▶ WHAT THE TASK REQUIRES
Reproduce the entries below, please. Keep every character the same.

##########

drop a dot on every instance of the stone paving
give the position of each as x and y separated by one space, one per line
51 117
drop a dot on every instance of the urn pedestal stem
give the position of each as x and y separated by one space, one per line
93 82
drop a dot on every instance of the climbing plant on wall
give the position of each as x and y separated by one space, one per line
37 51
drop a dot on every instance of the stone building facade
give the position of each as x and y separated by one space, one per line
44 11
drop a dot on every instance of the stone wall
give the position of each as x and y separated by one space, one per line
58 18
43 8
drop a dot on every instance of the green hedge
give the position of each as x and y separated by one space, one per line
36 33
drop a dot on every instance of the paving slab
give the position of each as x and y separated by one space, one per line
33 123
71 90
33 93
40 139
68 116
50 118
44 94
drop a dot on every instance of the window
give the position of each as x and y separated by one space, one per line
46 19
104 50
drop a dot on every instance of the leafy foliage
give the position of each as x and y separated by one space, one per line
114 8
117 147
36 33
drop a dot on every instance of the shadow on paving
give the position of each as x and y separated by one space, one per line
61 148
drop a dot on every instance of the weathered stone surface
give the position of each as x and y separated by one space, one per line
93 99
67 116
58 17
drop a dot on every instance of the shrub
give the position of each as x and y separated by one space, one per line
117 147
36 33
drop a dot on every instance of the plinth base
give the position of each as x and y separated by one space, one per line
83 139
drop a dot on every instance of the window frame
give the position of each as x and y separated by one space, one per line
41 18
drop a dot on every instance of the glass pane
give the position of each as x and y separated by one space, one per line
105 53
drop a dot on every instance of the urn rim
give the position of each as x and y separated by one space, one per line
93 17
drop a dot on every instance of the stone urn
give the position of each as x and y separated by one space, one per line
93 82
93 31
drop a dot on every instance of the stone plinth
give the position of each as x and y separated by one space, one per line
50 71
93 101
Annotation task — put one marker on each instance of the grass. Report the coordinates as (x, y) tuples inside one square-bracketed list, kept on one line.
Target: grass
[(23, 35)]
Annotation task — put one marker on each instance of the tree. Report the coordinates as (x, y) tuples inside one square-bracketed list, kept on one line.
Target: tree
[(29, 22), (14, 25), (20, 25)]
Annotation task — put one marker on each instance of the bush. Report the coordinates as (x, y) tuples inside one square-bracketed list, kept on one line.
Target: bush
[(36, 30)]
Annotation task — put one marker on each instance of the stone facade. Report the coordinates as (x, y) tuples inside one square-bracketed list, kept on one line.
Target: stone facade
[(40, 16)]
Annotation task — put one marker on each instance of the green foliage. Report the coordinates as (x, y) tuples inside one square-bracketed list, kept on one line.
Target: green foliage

##########

▶ RESPONSE AREA
drop a dot on every instance of the stone paving
give the position of each as x and y separated by one space, one per line
51 117
drop a dot on every instance of the urn pedestal stem
give the position of each as x and y separated by one space, one per line
93 82
drop a dot on every instance of the climbing plant on wall
give the position of each as x and y separated by one space, one per line
37 51
drop a dot on every instance of the stone building facade
give the position of each as x and y separated by one space, one per line
44 11
drop a dot on every instance of the stone wall
give the position of each as x and y separated by one space, one per line
58 18
43 8
drop a dot on every instance of the green hedge
give the position of each as x and y separated by one space, one per line
36 33
drop a dot on every instance of the paving slab
give the position of each as x and y separated by one space, one per line
33 123
71 90
33 93
40 139
68 116
50 118
44 94
drop a dot on every instance of the window
give the position of each as x and y separated by one space, one per line
46 19
104 50
drop a dot on every instance of the leafy foliage
give the position of each as x and y separated by one space, one per line
114 8
117 147
36 33
drop a dot on every instance of the shadow on paving
give the position of each as x and y separated by one space, one per line
61 148
drop a dot on every instance of the weathered stone surface
give the position of each as x and y separated by one space, one per line
93 99
67 116
58 17
drop a dot on every instance of the shrub
give the position of each as x and y separated by one space, one per line
117 147
36 33
drop a dot on every instance of the plinth base
give the position of each as x and y separated by one space, one per line
83 139
drop a dot on every instance of the window frame
give the position of each as x and y separated by one space, one per line
41 18
drop a dot on every instance of the glass pane
give the position of each as x and y separated by one space, one per line
105 53
drop a dot on every instance of the urn rim
give the position of each as x and y separated by one space, one per line
93 17
drop a dot on every instance of the stone urn
give the position of each as x and y separated by one space, one per line
93 82
93 31
drop a dot on every instance of the stone plinth
give the position of each as x and y separated by one space, one per line
50 71
93 101
Annotation task — put one marker on each instance of the grass. Report the coordinates as (x, y) tuples inside one square-bracketed list, kept on one line.
Target: grass
[(23, 35)]
Annotation task — put one marker on each instance of the tree. Report the coordinates as (x, y) tuples inside one square-bracketed list, kept on one line.
Target: tree
[(29, 22), (14, 25), (20, 25)]
Annotation task — put one marker on each instance of the bush. Report the coordinates as (x, y) tuples inside one square-bracketed list, kept on one line.
Target: bush
[(36, 30)]
Annotation task — put one marker on each instance of the stone facade. Report the coordinates as (x, y) tuples inside one square-bracketed list, kept on one line.
Target: stone facade
[(40, 16)]
Annotation task — put one marker on each instance of the green foliage. Report the coordinates as (x, y) tuples inside one square-bracketed list, kept on one line.
Target: green foliage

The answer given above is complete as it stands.